# Free Range Tower!



## BugLover (Sep 26, 2014)

Okay so I found a really easy way to free range your mantis if for some reason you don't want them on your plants (fake or live) plus it is a bit more sturdy so here goes! If you have this stuff lying around try it!

*The Free Range Tower*

*Materials*


C&amp;C cubes/ Wire storage cubes
Zip ties
String or yarn (optional, but it should work better for older mantids and mantids that don't have good grip)
a Mantis!
First things first, get all of your supplies and find a space to start your work. The building part doesn't take long at all; I made a structure about 2 ft tall and 1 ft wide and it took me ten minutes. (Note I have a terrible camera so I will not be posting pictures but if you make a tower and want to post a few pictures go ahead! I want to see what you guys make!)

Now that you have all your supplies together take your zip ties and Storage Cubes and start tying them together. The shape you make it doesn't matter too much, but you want it to be stable, and putting more stabilizing pieces gives your mantis more places to climb. Once you have it put together how you want it, you can either leave it or continue on by wrapping string around some of the bars for extra grip. I have only tried it with my Adult Female Chinese Mantis and she is loving standing on top of it. Her claws fit around the bars well so that she can grab them to pull herself forward. The string would probably help for molting/old mantises. Also, I have the storage cubes with 9 holes, which are the smallest holes they sell, and my adult female Chinese mantis can get through them with no issues.


----------



## Sticky (Oct 2, 2014)

Pictures would really help! And bad ones are better than none at all. It sounds like a great idea but Im having trouble envisioning it.


----------



## Zaatour36 (Oct 5, 2014)

thanks for the info

but I'm more of a visual person, and some pics would very nice


----------

Task requirements:
1. In the free range tower thread, how long did it take to build the structure that was about 2 ft tall and 1 ft wide?
2. How many lines of the records contain the word "doorway"? Reply with the number only.

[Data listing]

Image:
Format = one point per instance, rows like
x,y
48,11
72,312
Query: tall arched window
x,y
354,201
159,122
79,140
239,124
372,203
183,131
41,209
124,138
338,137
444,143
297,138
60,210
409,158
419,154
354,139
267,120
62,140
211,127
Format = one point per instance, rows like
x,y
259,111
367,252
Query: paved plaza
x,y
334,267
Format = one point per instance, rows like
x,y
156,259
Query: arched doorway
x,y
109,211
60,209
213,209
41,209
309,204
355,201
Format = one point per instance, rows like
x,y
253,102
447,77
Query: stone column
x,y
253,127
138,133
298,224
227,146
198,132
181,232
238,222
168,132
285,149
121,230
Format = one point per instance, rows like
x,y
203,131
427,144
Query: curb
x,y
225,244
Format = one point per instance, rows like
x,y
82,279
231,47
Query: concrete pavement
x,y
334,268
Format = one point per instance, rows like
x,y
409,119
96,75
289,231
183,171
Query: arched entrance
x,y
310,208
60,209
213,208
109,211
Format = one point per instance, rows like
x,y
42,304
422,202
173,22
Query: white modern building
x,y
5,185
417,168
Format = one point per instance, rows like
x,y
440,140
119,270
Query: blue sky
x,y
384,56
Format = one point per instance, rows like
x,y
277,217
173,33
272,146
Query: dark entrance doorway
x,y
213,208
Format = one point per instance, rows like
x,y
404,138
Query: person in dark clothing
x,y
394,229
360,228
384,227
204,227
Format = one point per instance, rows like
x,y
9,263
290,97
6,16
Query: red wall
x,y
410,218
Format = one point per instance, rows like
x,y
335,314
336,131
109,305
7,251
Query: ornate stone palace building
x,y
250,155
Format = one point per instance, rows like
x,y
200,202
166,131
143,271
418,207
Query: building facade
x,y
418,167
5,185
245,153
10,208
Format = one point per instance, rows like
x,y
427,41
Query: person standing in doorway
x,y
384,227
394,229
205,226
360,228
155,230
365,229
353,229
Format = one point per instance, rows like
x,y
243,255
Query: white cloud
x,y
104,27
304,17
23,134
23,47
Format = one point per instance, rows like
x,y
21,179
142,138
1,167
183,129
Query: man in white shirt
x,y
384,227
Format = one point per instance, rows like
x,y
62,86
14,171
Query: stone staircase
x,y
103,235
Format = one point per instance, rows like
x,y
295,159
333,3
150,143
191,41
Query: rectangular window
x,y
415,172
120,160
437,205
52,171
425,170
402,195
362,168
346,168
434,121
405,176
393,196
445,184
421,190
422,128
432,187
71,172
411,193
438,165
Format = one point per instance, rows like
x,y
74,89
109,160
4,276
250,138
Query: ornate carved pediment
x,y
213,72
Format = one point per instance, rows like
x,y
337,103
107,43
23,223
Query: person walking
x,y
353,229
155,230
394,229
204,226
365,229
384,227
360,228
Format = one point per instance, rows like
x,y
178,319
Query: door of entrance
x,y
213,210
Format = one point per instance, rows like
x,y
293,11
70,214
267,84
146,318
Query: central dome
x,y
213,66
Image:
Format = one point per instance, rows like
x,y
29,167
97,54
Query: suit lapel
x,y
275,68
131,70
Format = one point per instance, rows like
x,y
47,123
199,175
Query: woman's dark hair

Task solutions:
1. Ten minutes.

2. 3